Law and Literature Book Club
Friday, October 19, 7:30-9:00 p.m
Recently widowed distinguished judge Sir Edward Feathers is called to consider the costs of childhood deprivation, deliberate myopia, and habits of exactitude on his career and his marriage. ("I am trained to forget," Filth had always said. "Otherwise how could I function?" Facts, memories, the pain of life - of lives in chaos - have to be forgotten. As a Silk, he reckoned that fifty percent of his cases had gone wrong.)
The engrossing and moving account of his life, from birth in colonial Malaya, to Wales, where he is sent as a "Raj orphan," to Oxford, war service, an expatriate career, and finally retirement in comfortable seclusion in Dorset, encapsulates a large part of the 20th century. It is elliptical, melancholy, often comic, and unexpectedly poignant.
Jane Ardent is a two-time Whitbread winner and was nominated for a Man Booker Award. Fans may also want to read Gardam's companion novel, "The Man in the Wooden Hat," a second Whitbread winner. This book recounts Sir Edward's wife's perspective on love, loyalty and fidelity.
Attendees are asked to write a few paragraphs on one or more of the following topics:
- Accommodation and reticence, is it worth it?
- Is it ever too late?
- Is denial such a bad thing?

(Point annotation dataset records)

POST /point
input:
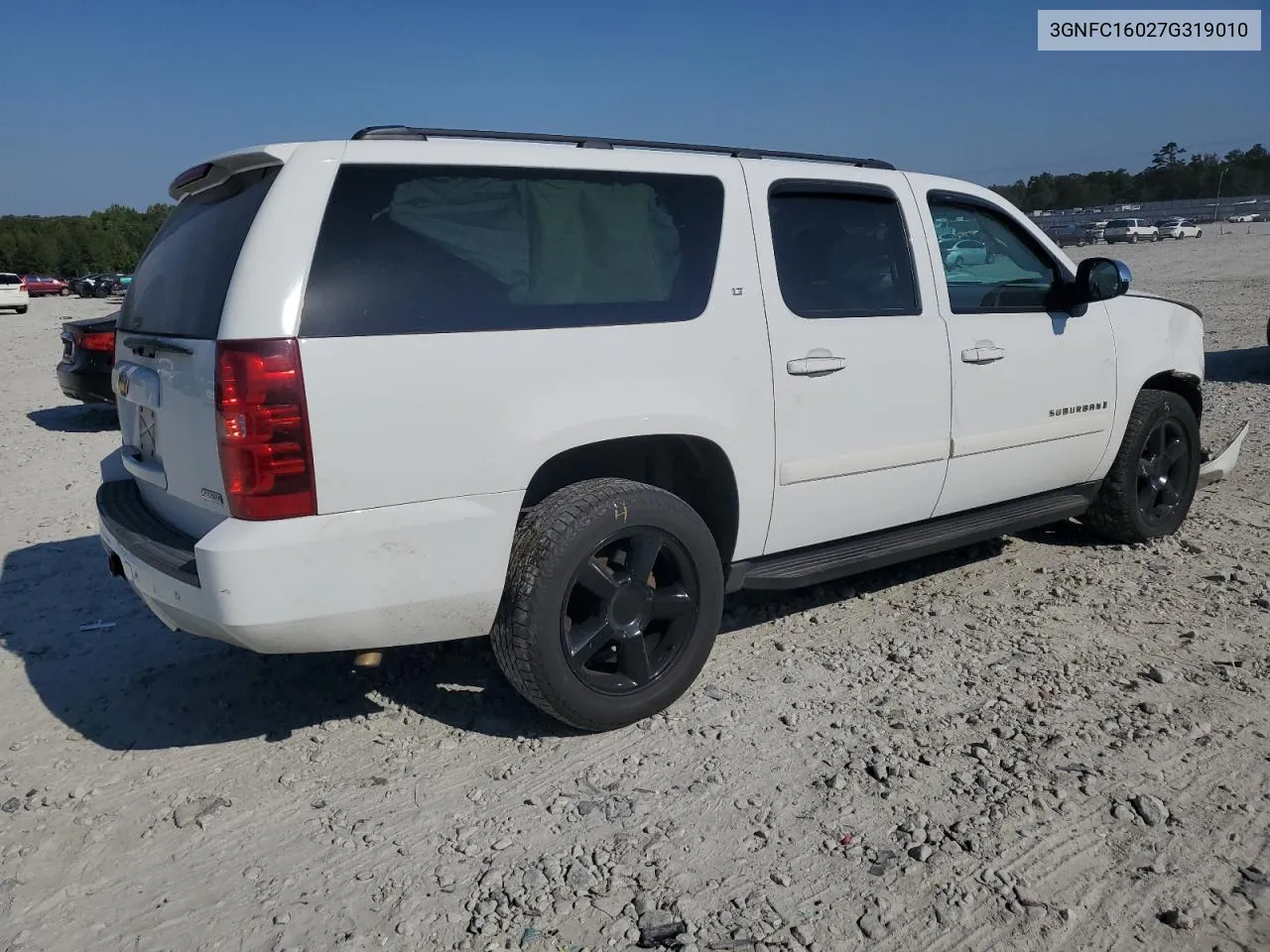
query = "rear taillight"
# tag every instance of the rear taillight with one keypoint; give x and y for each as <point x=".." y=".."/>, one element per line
<point x="262" y="428"/>
<point x="98" y="340"/>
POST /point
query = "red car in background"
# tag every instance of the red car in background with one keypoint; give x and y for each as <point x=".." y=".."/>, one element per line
<point x="40" y="285"/>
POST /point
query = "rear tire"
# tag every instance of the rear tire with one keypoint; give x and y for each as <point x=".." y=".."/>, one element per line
<point x="1148" y="490"/>
<point x="612" y="602"/>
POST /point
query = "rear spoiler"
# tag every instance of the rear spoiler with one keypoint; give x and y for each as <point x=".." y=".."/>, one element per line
<point x="204" y="176"/>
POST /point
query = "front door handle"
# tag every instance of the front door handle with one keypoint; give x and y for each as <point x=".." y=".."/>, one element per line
<point x="983" y="352"/>
<point x="815" y="366"/>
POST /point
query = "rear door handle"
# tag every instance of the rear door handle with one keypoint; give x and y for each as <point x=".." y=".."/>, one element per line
<point x="983" y="352"/>
<point x="815" y="366"/>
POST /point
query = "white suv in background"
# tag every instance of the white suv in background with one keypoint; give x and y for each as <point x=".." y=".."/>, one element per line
<point x="570" y="393"/>
<point x="13" y="294"/>
<point x="1179" y="229"/>
<point x="1130" y="230"/>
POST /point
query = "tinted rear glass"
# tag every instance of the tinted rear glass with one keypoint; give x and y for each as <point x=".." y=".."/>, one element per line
<point x="409" y="249"/>
<point x="180" y="286"/>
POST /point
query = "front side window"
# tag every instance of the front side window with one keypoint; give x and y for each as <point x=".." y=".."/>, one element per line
<point x="426" y="249"/>
<point x="993" y="266"/>
<point x="841" y="253"/>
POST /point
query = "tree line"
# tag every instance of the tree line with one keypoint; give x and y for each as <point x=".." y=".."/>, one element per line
<point x="113" y="240"/>
<point x="1174" y="175"/>
<point x="68" y="245"/>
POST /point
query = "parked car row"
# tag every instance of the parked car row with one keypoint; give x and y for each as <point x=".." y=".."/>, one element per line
<point x="1133" y="230"/>
<point x="13" y="294"/>
<point x="102" y="285"/>
<point x="42" y="285"/>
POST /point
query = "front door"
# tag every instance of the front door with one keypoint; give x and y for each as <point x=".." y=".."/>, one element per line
<point x="1033" y="385"/>
<point x="858" y="352"/>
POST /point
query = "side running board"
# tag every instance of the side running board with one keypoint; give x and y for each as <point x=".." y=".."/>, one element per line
<point x="833" y="560"/>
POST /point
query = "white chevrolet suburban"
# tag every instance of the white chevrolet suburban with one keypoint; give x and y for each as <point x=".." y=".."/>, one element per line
<point x="570" y="393"/>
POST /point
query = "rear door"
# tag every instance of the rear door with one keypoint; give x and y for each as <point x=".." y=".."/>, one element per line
<point x="166" y="350"/>
<point x="860" y="357"/>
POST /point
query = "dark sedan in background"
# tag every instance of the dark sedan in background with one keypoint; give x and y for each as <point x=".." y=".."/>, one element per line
<point x="87" y="358"/>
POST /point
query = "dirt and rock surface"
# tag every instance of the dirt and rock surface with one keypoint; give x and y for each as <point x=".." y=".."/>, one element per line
<point x="1042" y="743"/>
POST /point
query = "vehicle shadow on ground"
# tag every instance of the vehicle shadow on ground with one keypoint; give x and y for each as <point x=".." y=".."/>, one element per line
<point x="1242" y="366"/>
<point x="76" y="419"/>
<point x="137" y="685"/>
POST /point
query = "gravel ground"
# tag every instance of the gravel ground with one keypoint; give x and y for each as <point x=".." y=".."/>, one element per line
<point x="1033" y="744"/>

(TASK 1) Decide whether each statement below agrees with the book club notice, answering yes or no and quoting the deciding words of the notice: (a) The meeting runs from 7:30 to 9:00 p.m. on Friday, October 19. (b) Sir Edward Feathers spends his retirement in Oxford. (c) Attendees are asked to write a few paragraphs on one or more topics.
(TASK 2) Gather every line of the records that contains the string "shadow".

(EXERCISE RESULT 1)
(a) Yes: "Friday, October 19, 7:30-9:00 p.m"
(b) No: "finally retirement in comfortable seclusion in Dorset"
(c) Yes: "Attendees are asked to write a few paragraphs on one or more of the following topics"

(EXERCISE RESULT 2)
query = "vehicle shadow on ground"
# tag every instance of the vehicle shadow on ground with one keypoint; give x and y for each as <point x=".." y=".."/>, one element per line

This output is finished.